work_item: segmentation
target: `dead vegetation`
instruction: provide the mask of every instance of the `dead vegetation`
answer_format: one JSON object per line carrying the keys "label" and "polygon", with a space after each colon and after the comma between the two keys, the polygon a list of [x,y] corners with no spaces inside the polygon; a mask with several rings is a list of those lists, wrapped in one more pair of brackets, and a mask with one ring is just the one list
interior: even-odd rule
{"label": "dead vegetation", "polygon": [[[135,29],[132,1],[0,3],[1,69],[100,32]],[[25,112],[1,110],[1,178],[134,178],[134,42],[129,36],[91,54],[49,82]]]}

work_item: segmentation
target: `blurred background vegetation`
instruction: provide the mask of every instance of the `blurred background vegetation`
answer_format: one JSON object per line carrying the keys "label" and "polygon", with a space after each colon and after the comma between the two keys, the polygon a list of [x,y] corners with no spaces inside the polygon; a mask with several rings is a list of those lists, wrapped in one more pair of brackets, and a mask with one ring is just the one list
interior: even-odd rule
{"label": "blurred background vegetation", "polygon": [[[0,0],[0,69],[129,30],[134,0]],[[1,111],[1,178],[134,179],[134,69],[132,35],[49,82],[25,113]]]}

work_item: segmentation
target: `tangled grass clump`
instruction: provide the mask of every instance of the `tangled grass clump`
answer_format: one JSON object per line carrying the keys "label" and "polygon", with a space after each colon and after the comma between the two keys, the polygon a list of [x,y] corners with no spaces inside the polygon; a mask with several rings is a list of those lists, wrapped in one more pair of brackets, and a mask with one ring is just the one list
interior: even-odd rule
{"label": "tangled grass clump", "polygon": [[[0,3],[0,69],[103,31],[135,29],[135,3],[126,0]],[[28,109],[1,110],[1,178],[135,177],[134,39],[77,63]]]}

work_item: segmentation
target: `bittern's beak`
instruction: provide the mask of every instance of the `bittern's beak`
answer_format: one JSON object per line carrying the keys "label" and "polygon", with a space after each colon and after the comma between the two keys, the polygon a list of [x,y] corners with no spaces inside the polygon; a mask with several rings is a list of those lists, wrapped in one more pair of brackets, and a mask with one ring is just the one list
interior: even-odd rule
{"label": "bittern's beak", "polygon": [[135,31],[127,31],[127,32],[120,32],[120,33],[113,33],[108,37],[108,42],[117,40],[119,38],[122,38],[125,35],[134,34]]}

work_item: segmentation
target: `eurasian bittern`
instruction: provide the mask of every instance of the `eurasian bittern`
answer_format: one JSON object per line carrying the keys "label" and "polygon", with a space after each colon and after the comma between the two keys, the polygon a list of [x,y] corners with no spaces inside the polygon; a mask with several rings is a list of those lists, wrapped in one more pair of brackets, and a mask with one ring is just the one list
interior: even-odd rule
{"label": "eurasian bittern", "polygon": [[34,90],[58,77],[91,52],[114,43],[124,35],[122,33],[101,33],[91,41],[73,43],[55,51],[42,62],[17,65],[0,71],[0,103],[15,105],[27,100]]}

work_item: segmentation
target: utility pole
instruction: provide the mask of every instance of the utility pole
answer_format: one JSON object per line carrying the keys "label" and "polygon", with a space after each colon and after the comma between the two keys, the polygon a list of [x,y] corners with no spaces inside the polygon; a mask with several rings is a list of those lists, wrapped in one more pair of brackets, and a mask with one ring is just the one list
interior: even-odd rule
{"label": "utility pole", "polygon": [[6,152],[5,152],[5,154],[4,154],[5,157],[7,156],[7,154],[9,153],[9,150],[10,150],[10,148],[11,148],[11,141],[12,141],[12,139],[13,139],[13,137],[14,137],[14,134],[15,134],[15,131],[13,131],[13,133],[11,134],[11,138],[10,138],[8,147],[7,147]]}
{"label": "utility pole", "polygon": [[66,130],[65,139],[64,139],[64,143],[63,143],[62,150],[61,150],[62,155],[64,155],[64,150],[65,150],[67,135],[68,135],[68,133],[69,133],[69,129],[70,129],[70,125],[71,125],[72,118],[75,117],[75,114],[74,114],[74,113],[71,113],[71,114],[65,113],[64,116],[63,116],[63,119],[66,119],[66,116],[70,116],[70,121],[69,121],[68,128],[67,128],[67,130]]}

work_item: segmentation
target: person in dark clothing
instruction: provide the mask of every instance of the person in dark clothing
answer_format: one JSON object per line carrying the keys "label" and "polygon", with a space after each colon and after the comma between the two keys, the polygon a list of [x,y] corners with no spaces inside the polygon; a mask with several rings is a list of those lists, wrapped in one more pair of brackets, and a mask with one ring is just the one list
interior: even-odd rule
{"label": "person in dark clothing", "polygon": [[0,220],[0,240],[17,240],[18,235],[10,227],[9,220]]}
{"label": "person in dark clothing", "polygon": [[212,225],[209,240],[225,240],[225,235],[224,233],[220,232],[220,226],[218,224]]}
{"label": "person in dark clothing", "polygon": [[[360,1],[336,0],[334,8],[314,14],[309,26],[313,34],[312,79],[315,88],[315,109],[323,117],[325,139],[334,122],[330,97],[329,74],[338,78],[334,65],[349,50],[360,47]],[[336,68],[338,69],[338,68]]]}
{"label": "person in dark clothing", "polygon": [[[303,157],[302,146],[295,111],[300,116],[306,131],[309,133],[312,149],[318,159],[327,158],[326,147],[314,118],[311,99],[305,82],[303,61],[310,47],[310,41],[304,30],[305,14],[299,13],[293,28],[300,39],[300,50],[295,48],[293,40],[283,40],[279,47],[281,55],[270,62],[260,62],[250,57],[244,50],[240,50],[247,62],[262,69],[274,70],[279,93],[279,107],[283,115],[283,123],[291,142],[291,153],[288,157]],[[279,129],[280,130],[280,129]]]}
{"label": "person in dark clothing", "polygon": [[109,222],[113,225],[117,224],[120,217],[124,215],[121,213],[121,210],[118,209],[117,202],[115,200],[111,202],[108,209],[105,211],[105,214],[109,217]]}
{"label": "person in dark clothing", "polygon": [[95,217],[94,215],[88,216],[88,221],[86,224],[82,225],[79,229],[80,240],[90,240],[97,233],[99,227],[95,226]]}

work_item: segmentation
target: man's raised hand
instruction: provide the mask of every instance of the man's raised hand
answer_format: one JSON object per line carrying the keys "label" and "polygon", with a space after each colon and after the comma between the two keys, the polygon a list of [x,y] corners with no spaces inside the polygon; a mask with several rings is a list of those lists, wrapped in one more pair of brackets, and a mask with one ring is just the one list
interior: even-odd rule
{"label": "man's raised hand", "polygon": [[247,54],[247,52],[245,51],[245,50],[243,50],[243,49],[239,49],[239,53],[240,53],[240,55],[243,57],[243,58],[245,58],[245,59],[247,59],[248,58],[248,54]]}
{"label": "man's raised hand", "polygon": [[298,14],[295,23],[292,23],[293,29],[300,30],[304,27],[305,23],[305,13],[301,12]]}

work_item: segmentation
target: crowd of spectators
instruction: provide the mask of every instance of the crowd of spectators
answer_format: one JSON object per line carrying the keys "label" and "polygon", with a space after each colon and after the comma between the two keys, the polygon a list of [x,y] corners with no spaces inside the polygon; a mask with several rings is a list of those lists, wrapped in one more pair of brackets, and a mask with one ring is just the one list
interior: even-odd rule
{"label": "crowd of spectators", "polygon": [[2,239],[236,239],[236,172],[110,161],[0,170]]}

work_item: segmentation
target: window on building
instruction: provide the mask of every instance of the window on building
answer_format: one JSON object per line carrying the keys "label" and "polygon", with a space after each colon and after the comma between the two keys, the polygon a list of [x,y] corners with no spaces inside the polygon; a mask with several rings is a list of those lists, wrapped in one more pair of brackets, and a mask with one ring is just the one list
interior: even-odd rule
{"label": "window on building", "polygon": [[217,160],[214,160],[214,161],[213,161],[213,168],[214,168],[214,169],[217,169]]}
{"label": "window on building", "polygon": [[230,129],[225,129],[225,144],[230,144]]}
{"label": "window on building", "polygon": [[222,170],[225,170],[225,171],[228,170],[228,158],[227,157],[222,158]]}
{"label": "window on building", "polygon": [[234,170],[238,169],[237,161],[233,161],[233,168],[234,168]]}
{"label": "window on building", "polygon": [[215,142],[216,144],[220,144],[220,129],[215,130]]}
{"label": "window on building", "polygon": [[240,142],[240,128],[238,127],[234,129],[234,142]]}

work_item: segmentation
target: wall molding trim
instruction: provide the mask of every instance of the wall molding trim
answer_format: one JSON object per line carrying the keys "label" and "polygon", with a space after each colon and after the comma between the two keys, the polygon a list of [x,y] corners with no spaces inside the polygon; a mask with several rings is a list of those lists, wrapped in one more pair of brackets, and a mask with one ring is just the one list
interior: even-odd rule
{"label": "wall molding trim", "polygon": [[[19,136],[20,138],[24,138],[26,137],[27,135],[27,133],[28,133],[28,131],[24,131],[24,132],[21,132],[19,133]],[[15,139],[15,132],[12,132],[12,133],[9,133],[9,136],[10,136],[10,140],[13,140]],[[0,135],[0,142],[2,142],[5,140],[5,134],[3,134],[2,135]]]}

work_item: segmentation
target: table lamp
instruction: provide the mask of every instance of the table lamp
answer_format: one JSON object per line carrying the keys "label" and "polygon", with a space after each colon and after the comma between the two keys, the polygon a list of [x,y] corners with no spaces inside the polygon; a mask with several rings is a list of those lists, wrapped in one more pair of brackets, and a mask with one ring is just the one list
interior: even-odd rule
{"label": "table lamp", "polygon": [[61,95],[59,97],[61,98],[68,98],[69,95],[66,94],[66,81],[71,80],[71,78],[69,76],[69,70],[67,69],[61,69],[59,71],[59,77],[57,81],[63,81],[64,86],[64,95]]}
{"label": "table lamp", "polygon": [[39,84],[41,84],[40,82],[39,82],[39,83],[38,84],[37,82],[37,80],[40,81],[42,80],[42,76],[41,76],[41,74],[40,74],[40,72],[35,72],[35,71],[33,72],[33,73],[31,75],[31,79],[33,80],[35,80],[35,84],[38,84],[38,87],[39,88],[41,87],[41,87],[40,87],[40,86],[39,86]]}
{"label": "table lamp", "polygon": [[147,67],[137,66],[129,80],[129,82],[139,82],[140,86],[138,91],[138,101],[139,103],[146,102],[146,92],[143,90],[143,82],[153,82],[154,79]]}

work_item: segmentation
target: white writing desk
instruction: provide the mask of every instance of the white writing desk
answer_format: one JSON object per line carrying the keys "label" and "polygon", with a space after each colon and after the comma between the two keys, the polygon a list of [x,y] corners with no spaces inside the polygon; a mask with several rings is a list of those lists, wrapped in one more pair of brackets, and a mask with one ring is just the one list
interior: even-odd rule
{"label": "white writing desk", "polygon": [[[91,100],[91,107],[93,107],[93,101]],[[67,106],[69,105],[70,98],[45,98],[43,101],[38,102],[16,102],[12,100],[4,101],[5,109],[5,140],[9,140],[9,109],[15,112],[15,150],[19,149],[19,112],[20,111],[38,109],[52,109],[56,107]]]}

■ **Work instructions**:
Return every line above that contains the string "writing". Case matters.

■ **The answer**:
target: white writing desk
instruction: provide the mask of every instance of the white writing desk
{"label": "white writing desk", "polygon": [[[91,100],[91,107],[93,107],[93,101]],[[67,106],[69,105],[70,98],[45,98],[43,101],[38,102],[16,102],[12,100],[4,101],[5,109],[5,140],[9,140],[9,109],[15,112],[15,150],[19,149],[19,112],[20,111],[38,109],[52,109],[56,107]]]}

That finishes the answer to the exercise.